## REQUIREMENTS
In the material below, copy out the lines exactly as they stand, from the line with "of the black" through the line with "column 205, row 382", including both of those lines.

* begin *

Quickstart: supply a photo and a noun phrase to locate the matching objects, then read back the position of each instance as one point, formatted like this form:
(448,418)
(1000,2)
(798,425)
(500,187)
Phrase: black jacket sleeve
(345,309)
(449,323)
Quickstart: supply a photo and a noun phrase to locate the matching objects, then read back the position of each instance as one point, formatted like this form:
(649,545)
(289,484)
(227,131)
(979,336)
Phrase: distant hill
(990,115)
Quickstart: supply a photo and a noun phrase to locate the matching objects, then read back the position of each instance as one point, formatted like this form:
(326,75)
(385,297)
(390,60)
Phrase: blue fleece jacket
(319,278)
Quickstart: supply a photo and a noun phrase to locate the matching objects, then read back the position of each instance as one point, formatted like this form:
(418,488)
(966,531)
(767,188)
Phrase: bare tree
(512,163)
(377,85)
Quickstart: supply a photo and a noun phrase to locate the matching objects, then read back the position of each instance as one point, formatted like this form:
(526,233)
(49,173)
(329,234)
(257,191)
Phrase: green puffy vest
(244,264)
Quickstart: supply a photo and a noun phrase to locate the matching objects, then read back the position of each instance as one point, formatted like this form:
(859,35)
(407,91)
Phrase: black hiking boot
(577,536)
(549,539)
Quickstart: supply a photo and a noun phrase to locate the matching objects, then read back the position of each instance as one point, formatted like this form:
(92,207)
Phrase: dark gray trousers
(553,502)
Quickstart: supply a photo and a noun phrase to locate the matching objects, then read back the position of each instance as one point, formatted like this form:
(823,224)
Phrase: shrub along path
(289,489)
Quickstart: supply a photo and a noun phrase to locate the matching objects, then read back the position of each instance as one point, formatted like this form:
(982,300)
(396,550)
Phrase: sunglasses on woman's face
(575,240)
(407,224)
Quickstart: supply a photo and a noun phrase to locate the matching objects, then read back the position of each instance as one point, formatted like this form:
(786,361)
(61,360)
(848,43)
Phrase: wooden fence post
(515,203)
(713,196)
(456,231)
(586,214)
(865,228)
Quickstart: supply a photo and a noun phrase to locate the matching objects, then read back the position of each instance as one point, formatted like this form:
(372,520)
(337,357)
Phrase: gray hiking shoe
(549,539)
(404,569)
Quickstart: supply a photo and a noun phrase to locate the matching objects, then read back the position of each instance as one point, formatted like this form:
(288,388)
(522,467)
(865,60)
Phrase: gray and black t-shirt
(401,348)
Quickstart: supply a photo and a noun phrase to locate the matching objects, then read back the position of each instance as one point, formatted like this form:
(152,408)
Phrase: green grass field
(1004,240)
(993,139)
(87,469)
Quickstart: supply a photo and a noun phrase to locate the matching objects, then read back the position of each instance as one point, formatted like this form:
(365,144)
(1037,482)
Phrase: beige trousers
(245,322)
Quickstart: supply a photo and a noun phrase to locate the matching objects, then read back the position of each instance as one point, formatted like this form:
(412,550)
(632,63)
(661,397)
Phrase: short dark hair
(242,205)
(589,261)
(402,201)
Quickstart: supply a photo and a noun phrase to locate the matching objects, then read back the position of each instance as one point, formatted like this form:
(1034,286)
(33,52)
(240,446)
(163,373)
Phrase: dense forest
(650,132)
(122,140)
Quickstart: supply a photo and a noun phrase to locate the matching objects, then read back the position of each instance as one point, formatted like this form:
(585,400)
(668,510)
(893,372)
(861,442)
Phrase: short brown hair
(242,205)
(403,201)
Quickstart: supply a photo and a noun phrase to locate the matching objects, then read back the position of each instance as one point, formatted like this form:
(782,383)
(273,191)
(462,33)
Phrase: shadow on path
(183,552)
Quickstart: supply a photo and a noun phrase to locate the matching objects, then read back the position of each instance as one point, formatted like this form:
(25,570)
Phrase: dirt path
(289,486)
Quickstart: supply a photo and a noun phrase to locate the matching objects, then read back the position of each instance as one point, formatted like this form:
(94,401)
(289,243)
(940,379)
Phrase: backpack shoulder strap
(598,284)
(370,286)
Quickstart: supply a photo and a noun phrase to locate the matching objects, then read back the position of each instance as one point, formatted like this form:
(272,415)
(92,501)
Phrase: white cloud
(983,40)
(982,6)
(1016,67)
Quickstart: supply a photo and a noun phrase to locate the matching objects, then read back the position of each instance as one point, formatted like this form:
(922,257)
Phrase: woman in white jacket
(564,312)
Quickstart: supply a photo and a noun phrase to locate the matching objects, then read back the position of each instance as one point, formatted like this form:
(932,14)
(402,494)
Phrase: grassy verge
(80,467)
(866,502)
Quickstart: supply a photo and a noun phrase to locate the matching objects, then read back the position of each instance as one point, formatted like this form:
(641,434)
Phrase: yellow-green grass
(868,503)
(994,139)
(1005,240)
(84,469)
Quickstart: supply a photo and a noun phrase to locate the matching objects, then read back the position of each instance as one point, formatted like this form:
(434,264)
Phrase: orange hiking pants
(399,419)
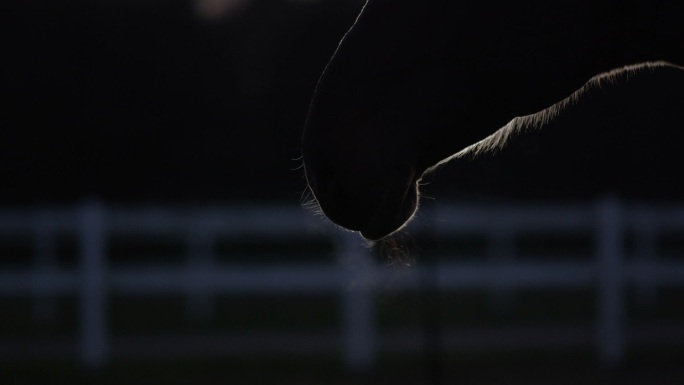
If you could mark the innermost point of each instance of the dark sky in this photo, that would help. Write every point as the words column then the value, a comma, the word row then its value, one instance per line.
column 136, row 101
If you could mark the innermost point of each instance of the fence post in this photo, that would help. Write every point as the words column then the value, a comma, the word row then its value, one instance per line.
column 44, row 255
column 645, row 255
column 611, row 282
column 92, row 244
column 500, row 253
column 357, row 305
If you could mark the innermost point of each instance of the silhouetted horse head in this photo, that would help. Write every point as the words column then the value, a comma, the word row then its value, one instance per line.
column 408, row 73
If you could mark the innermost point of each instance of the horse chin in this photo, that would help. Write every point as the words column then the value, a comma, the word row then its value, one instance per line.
column 394, row 211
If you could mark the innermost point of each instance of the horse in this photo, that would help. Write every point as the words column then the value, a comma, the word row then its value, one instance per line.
column 415, row 84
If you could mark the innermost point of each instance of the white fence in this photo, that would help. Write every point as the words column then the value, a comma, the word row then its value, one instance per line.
column 355, row 278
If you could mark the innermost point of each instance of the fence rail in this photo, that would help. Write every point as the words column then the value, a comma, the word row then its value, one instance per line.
column 355, row 278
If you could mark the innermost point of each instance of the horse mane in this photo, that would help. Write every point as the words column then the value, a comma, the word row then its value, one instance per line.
column 498, row 140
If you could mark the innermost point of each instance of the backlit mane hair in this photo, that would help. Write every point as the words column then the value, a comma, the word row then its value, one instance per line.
column 500, row 138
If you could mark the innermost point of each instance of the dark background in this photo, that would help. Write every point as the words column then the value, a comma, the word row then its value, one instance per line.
column 181, row 102
column 166, row 102
column 135, row 101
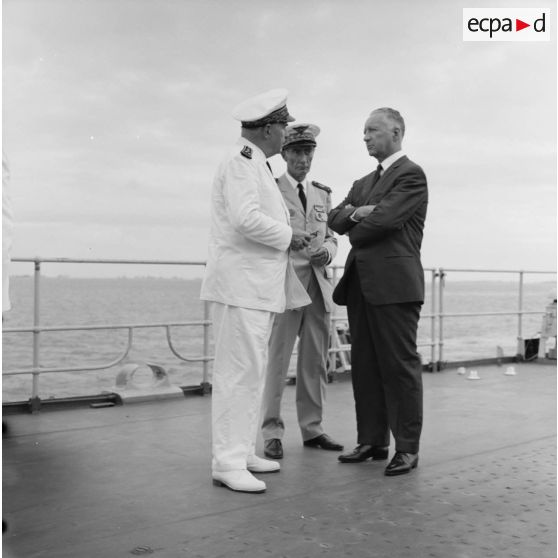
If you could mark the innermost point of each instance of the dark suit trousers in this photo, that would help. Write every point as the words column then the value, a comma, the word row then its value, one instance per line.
column 386, row 369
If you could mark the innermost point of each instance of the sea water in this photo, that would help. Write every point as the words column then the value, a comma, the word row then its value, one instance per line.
column 78, row 301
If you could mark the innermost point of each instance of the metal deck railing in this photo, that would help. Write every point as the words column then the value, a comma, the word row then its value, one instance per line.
column 436, row 316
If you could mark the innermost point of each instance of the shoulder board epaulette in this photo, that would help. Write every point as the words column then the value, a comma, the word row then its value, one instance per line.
column 246, row 152
column 321, row 186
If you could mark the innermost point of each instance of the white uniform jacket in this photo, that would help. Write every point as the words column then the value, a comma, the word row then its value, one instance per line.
column 249, row 235
column 318, row 205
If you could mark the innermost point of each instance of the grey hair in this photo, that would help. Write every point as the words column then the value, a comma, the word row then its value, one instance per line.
column 393, row 115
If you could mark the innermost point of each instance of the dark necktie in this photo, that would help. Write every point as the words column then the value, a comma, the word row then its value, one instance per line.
column 377, row 175
column 302, row 195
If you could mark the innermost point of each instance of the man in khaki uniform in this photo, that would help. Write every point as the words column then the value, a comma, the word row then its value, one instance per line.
column 308, row 203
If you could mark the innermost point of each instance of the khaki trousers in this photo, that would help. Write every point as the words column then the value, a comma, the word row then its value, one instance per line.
column 311, row 325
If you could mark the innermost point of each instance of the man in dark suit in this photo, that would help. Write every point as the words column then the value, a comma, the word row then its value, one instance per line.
column 383, row 289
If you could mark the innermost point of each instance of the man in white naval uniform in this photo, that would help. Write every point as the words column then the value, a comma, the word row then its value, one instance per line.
column 309, row 203
column 245, row 278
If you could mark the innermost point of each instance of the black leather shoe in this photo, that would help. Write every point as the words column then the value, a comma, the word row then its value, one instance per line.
column 401, row 463
column 323, row 441
column 273, row 448
column 363, row 452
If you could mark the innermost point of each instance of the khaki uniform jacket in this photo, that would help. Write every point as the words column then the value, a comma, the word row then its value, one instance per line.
column 318, row 205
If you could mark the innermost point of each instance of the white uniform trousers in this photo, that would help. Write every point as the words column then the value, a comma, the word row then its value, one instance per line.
column 241, row 348
column 311, row 324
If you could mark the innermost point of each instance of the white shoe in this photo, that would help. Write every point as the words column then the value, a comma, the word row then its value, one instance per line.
column 256, row 464
column 239, row 480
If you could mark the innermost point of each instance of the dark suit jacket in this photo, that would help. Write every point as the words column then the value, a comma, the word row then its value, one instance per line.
column 386, row 244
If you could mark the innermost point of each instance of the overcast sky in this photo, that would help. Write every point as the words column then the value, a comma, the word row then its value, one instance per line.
column 116, row 113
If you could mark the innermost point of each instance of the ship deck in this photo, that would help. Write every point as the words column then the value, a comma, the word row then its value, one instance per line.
column 135, row 480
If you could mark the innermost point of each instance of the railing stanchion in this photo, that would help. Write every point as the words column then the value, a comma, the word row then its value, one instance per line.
column 35, row 400
column 520, row 347
column 433, row 322
column 441, row 285
column 205, row 382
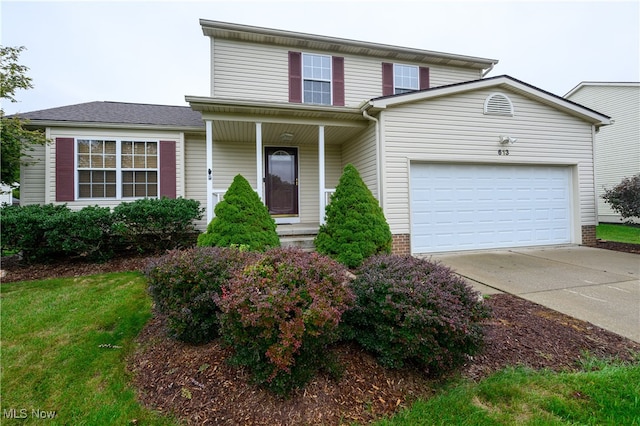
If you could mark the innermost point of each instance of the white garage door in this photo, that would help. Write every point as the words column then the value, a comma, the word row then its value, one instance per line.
column 465, row 207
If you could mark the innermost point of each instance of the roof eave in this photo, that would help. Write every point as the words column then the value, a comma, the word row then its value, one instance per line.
column 97, row 124
column 226, row 30
column 573, row 108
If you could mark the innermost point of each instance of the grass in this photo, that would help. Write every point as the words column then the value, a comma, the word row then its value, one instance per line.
column 64, row 349
column 65, row 344
column 618, row 233
column 610, row 396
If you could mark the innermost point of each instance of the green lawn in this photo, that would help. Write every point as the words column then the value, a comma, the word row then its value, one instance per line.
column 619, row 233
column 610, row 396
column 65, row 343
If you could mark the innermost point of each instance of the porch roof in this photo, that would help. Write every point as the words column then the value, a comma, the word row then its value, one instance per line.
column 234, row 120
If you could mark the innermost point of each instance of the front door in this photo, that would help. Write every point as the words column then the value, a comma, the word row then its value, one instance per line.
column 281, row 182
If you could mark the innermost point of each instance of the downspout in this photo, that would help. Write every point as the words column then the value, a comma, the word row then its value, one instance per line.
column 366, row 115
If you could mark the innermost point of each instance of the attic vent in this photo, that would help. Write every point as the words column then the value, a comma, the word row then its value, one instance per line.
column 498, row 104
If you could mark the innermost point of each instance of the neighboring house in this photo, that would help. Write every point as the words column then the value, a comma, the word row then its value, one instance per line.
column 617, row 147
column 457, row 161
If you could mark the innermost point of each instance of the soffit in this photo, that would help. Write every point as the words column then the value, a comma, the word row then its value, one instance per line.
column 304, row 41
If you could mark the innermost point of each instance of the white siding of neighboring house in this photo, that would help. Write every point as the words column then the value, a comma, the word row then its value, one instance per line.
column 195, row 160
column 454, row 129
column 259, row 72
column 50, row 171
column 32, row 178
column 361, row 152
column 617, row 145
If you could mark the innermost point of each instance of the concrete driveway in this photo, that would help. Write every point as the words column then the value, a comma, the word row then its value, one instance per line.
column 594, row 285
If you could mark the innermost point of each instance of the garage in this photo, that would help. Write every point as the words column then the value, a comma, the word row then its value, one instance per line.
column 478, row 206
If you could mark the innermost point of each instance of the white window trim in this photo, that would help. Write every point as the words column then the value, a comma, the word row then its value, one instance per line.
column 118, row 169
column 330, row 81
column 416, row 67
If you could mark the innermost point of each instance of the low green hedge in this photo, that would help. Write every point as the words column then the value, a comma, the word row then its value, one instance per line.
column 47, row 232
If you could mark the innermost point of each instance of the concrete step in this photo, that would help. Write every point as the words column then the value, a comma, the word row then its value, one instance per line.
column 304, row 242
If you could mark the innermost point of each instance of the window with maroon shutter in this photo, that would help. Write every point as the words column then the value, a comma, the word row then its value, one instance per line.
column 295, row 77
column 114, row 168
column 64, row 169
column 338, row 80
column 168, row 169
column 424, row 78
column 387, row 79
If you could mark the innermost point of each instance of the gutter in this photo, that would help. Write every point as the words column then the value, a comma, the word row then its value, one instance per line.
column 493, row 64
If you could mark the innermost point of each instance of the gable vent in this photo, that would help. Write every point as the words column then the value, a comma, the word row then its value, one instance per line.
column 498, row 104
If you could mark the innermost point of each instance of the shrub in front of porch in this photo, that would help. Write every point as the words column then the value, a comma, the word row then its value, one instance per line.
column 410, row 309
column 355, row 226
column 241, row 219
column 280, row 313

* end *

## RESPONSE BELOW
If you could mark the innermost point of each instance of the black leather shoe in this photo, that would help. Write every point as the words column then the value, a comma, the word row then its value, one instance per line.
column 401, row 463
column 323, row 441
column 273, row 448
column 363, row 452
If you could mark the innermost point of each instance of the khaki uniform jacket in this photo, that would help. Write every point as the words column then the value, a comma, the word row then its value, one instance per line.
column 318, row 205
If you could mark the innermost point of each instance of the white uniform trousers in this photo, that would help. Write every point as the words column then the value, a comma, the word row then its value, one instance per line.
column 241, row 348
column 311, row 324
If you could mark the innermost point of each instance of the white shoe in this photo, that would help. Write every point as the words column then the value, a comma, the word row then its value, one instance per line.
column 256, row 464
column 239, row 480
If you could mark the innermost point of each instance of the dark suit jacket in this photo, that would help. Write every point as the words column then the value, a comma, the word row then its value, one instance per line.
column 386, row 244
If you could mark the innermost point of each instance of the overcast sky in this photo, that would help. Write every point as the words column then the value, a comma, the word row then its value, one instance per line.
column 116, row 113
If you could mark the innermost point of each instance of the ship deck in this photo, that would help. Write every point as the words column then the value, a comma, the word row then its value, one instance per line.
column 135, row 480
If you could mark the innermost point of each instance of the railing stanchion in this photo, that would help. Write every point as the words column then the value, a comma, the word row then its value, one instance per line.
column 35, row 400
column 520, row 347
column 433, row 322
column 441, row 285
column 205, row 382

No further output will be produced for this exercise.